-- start Material for the task --
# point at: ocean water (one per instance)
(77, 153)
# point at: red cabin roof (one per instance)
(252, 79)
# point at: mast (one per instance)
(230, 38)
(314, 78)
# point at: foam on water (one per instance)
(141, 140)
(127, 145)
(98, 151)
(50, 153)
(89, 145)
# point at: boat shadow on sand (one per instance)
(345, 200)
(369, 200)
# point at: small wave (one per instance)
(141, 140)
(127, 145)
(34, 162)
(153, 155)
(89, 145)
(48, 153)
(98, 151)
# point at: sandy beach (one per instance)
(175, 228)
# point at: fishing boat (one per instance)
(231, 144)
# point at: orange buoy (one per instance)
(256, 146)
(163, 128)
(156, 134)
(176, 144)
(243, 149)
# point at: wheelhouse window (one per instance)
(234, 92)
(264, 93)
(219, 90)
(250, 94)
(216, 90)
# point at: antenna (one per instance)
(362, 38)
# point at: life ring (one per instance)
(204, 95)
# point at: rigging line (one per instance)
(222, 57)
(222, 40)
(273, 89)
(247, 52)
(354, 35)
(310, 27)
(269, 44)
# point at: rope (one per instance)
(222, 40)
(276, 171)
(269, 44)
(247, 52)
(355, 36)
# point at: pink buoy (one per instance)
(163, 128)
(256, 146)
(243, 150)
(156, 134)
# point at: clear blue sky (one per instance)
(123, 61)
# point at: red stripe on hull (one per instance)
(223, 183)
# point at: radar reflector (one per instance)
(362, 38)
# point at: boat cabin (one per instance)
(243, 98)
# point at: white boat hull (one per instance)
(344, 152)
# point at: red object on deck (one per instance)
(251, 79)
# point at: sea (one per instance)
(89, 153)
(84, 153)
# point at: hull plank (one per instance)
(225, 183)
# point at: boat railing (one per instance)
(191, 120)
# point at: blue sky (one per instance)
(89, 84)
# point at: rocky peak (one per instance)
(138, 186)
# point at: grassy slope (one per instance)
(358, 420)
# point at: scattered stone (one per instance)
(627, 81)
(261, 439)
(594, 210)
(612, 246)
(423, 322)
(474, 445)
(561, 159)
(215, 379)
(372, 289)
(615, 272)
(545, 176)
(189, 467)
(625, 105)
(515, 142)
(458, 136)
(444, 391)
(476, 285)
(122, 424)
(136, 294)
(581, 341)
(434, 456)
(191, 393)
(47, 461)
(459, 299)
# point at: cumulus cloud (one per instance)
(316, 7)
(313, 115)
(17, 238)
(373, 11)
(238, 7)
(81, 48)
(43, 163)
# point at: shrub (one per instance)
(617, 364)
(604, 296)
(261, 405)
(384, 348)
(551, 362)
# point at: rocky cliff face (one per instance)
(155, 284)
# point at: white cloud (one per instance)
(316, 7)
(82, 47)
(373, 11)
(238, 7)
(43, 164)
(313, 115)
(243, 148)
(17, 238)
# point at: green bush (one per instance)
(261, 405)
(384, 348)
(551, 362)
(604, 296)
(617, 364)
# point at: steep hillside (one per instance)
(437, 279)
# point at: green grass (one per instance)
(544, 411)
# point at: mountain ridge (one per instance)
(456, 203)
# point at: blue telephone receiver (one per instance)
-- end Material for the task --
### Task prompt
Update the records above by replacing each occurrence of "point at" with "locate". Leave everything else unchanged.

### Result
# locate: ocean water (one per instance)
(77, 153)
# locate: red cabin roof (one per instance)
(252, 79)
# locate: mast (one per instance)
(230, 38)
(314, 78)
# locate: foam on water (one per instance)
(141, 140)
(127, 145)
(98, 151)
(50, 153)
(89, 145)
# locate: boat shadow on sand (one per instance)
(345, 200)
(369, 200)
# locate: small wave (one per instance)
(141, 140)
(127, 145)
(34, 162)
(153, 155)
(89, 145)
(48, 153)
(98, 151)
# locate: sandy beach (one per instance)
(175, 228)
# locate: fishing boat (one per instance)
(231, 144)
# locate: orange buoy (one per instance)
(256, 146)
(163, 128)
(156, 134)
(176, 144)
(243, 149)
# locate: wheelhouse window (one per instance)
(234, 92)
(264, 93)
(219, 90)
(250, 94)
(216, 90)
# locate: antenna (one per instance)
(362, 38)
# locate: life ring (one per instance)
(204, 95)
# locate: rigging line (one per instance)
(222, 57)
(222, 40)
(273, 89)
(247, 52)
(354, 35)
(310, 27)
(269, 44)
# locate: rope (one per instance)
(222, 40)
(276, 171)
(269, 44)
(247, 52)
(355, 36)
# locate: pink buoy (one per instance)
(163, 128)
(256, 146)
(243, 150)
(156, 134)
# locate: clear blue sky (one per instance)
(123, 61)
# locate: red stripe on hull (one per instance)
(223, 183)
# locate: radar reflector (one per instance)
(362, 38)
# locate: boat cabin (one per instance)
(243, 98)
# locate: white boat hull (one per instance)
(344, 152)
# locate: red object on deck (one per instance)
(251, 79)
# locate: sea (one per instance)
(89, 153)
(84, 153)
# locate: hull plank (one per instance)
(225, 183)
# locate: boat railing (one per instance)
(191, 120)
# locate: blue sky (one per instance)
(89, 84)
# locate: rocky peak (one per instance)
(138, 186)
# locate: grassy slope (one per instance)
(358, 420)
# locate: scattered stone (one per instance)
(627, 81)
(261, 439)
(594, 210)
(612, 246)
(423, 322)
(474, 445)
(561, 159)
(215, 379)
(372, 289)
(615, 272)
(545, 176)
(189, 467)
(625, 105)
(515, 142)
(458, 136)
(444, 391)
(476, 285)
(122, 424)
(136, 294)
(581, 341)
(434, 456)
(191, 393)
(47, 461)
(459, 299)
# locate: cumulus cloud (one per instance)
(316, 7)
(313, 115)
(17, 238)
(373, 11)
(238, 7)
(81, 48)
(43, 163)
# locate: shrub (one per instance)
(617, 364)
(604, 296)
(261, 405)
(384, 348)
(551, 362)
# locate: rocky cliff face (one per instance)
(155, 284)
# locate: white cloud (one per instance)
(316, 7)
(82, 47)
(373, 11)
(238, 7)
(43, 164)
(313, 115)
(243, 148)
(17, 238)
# locate: green bush (one per instance)
(261, 405)
(384, 348)
(551, 362)
(604, 296)
(617, 364)
# locate: steep hillside (one per instance)
(437, 279)
# locate: green grass (one per instance)
(544, 411)
# locate: mountain ridge (one per instance)
(456, 203)
# locate: blue telephone receiver (one per instance)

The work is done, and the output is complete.